■ Directions for this task: Write out each line beneath this one exactly as it reads.

>> Start Stored records

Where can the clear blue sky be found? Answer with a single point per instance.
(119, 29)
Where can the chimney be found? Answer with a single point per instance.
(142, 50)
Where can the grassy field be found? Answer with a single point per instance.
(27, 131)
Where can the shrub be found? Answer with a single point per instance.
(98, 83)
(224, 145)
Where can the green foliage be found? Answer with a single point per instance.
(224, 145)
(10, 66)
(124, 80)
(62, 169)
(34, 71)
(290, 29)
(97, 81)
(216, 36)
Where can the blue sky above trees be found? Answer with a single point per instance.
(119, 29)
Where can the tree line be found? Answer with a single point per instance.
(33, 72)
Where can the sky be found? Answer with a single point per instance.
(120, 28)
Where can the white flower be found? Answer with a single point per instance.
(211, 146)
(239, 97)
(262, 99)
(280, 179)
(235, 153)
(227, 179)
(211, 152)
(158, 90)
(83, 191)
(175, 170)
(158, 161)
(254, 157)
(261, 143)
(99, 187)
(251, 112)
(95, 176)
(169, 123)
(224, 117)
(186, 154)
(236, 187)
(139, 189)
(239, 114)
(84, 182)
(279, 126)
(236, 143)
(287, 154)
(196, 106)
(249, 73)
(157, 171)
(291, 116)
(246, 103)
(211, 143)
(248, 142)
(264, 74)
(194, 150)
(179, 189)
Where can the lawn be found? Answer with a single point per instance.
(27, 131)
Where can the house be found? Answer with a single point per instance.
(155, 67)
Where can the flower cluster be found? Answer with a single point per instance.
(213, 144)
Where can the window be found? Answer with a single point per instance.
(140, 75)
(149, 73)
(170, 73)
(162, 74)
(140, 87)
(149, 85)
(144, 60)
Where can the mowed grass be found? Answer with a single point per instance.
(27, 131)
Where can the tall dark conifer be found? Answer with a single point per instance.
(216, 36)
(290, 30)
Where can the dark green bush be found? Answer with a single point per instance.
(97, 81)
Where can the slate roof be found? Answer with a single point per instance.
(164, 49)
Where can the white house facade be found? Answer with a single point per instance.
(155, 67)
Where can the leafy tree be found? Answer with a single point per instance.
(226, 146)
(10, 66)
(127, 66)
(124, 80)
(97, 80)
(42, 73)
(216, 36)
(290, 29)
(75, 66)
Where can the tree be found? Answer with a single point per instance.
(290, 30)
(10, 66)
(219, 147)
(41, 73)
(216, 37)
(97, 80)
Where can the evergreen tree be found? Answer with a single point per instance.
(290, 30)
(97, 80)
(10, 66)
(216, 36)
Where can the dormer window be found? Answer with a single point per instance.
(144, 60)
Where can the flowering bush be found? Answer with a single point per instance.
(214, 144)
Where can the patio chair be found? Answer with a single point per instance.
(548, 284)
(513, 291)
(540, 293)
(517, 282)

>> End Stored records

■ Answer below:
Where can the clear blue sky be found? Answer with a single point per instance.
(119, 29)
Where can the chimney be found? Answer with a single point per instance.
(142, 50)
Where can the grassy field be found? Answer with a single point per instance.
(27, 131)
Where can the shrub be found? Answer with a single point per instance.
(98, 83)
(224, 145)
Where can the green foliage be found? Answer with a single point per instance.
(224, 145)
(10, 66)
(124, 80)
(62, 169)
(34, 71)
(290, 29)
(97, 81)
(216, 36)
Where can the blue sky above trees be found? Answer with a single point per instance.
(119, 29)
Where can the tree line be found? Answer with a single point per instance.
(33, 72)
Where can the sky be found? Answer with a single point per instance.
(120, 28)
Where can the white flower be found? Answer with a single point per instance.
(211, 146)
(239, 97)
(262, 99)
(280, 179)
(235, 153)
(227, 179)
(211, 152)
(158, 90)
(83, 191)
(175, 170)
(158, 161)
(254, 157)
(261, 143)
(99, 187)
(251, 112)
(95, 176)
(169, 123)
(224, 117)
(186, 154)
(236, 187)
(139, 189)
(239, 114)
(84, 182)
(279, 126)
(236, 143)
(287, 154)
(196, 106)
(249, 73)
(157, 171)
(291, 116)
(246, 103)
(211, 143)
(248, 142)
(264, 74)
(194, 150)
(179, 189)
Where can the lawn be found? Answer with a single point per instance.
(27, 131)
Where can the house be found? Answer with a single point per instance.
(155, 67)
Where can the flower cluster be found? Answer with a single point per instance.
(213, 144)
Where can the window be found? Answer with a single point per instance.
(140, 75)
(149, 73)
(170, 73)
(162, 74)
(140, 87)
(149, 85)
(144, 60)
Where can the mowed grass be found? Answer with a single point per instance.
(27, 131)
Where can the tall dark conifer be found? Answer with a single point per instance.
(216, 36)
(290, 30)
Where can the dark green bush be found? Answer with a single point per instance.
(97, 81)
Where can the slate roof be found? Answer with a single point per instance.
(164, 49)
Where can the white house facade be found? Answer with a single point per instance.
(155, 67)
Where can the leafy tree be found? Answer with a single point per instance.
(226, 146)
(10, 66)
(127, 66)
(124, 80)
(97, 80)
(42, 73)
(216, 36)
(290, 29)
(75, 66)
Where can the tree be found? Answer with a single point per instance.
(290, 30)
(10, 66)
(219, 147)
(41, 73)
(216, 37)
(97, 80)
Where can the evergreen tree be found? Answer with a single point per instance.
(290, 30)
(97, 80)
(10, 66)
(216, 36)
Where can the dormer window be found? Answer with a single point per instance.
(144, 60)
Where can the flowering bush be found? Answer with a single point per instance.
(214, 144)
Where can the patio chair be found? Answer with a single point per instance.
(548, 284)
(513, 291)
(540, 293)
(517, 282)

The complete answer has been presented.